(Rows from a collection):
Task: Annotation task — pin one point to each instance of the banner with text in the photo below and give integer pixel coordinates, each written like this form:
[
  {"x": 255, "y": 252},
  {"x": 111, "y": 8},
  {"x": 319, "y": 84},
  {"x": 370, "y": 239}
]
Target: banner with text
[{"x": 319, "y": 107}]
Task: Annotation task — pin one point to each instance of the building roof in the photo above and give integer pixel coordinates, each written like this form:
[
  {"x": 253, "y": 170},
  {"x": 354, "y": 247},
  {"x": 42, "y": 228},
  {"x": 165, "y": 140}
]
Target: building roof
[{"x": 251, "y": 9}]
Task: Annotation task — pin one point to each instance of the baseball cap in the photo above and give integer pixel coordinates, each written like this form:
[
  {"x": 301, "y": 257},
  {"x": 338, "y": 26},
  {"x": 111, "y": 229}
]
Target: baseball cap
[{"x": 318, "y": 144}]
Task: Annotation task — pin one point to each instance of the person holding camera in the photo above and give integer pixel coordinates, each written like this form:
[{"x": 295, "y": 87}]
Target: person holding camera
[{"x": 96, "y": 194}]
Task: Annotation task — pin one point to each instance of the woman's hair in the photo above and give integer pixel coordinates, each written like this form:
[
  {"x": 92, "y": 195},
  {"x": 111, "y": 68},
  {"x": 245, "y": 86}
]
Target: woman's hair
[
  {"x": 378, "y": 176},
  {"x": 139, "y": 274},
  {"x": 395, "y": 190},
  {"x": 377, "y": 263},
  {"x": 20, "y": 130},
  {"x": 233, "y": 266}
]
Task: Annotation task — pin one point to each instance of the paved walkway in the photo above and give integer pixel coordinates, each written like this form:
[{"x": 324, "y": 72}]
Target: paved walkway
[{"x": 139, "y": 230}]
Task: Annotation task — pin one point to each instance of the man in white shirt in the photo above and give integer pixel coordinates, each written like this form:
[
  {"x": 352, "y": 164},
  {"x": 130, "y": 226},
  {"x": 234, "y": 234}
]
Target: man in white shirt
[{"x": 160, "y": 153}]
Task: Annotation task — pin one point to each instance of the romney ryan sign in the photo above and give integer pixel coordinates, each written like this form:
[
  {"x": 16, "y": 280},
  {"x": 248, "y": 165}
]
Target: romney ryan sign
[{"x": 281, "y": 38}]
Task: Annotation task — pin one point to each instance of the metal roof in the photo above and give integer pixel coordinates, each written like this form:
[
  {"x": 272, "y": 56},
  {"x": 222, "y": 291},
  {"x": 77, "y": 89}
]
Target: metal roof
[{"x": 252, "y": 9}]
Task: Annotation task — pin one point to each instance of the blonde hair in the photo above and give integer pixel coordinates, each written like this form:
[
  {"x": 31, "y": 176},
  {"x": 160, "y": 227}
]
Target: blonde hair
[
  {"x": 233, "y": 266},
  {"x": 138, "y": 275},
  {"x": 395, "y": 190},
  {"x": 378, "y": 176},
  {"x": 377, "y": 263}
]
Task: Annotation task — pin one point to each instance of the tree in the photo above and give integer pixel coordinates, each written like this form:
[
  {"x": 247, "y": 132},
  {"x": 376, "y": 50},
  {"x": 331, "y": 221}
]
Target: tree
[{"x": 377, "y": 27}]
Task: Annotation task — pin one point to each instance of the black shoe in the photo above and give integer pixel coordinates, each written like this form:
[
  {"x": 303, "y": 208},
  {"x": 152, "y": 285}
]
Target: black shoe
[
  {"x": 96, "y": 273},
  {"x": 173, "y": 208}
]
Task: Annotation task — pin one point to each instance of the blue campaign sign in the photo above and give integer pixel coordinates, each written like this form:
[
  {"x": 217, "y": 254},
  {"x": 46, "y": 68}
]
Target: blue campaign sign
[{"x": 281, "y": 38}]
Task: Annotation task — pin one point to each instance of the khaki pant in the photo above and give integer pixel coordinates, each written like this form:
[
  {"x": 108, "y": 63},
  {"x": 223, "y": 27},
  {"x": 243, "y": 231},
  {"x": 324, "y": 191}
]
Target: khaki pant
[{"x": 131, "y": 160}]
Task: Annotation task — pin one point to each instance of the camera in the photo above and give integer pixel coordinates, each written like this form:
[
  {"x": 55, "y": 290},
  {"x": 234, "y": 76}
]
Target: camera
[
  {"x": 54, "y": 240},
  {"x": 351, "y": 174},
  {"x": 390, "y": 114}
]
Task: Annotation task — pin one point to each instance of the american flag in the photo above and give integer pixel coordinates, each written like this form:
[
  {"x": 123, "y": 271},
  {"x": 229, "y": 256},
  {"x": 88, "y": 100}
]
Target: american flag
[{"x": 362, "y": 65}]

(Task objective):
Convert every line from the one containing "of the khaki" through the final line of the rows, both included, into a numbered list, and leave out any blank lines.

(Answer for this exercise):
1. Task: Annotation task — pin one point to each instance of the khaki pant in the photo above and give integer pixel coordinates, each written like this form:
2. [
3.   {"x": 108, "y": 63},
4.   {"x": 223, "y": 27},
5.   {"x": 243, "y": 231},
6.   {"x": 324, "y": 191}
7. ]
8. Target: khaki pant
9. [{"x": 131, "y": 160}]
10. Task: Annotation task — pin one point to each instance of the camera in the photo above and give integer pixel coordinates, each written like this form:
11. [
12.   {"x": 55, "y": 290},
13.   {"x": 234, "y": 76}
14. ]
15. Target: camera
16. [
17.   {"x": 54, "y": 240},
18.   {"x": 351, "y": 174},
19.   {"x": 390, "y": 114}
20. ]
21. Task: Annotation task — pin one point to each instance of the american flag in the photo above and give integer pixel coordinates, each written like this form:
22. [
23.   {"x": 123, "y": 271},
24.   {"x": 229, "y": 256},
25.   {"x": 88, "y": 100}
26. ]
27. Target: american flag
28. [{"x": 362, "y": 65}]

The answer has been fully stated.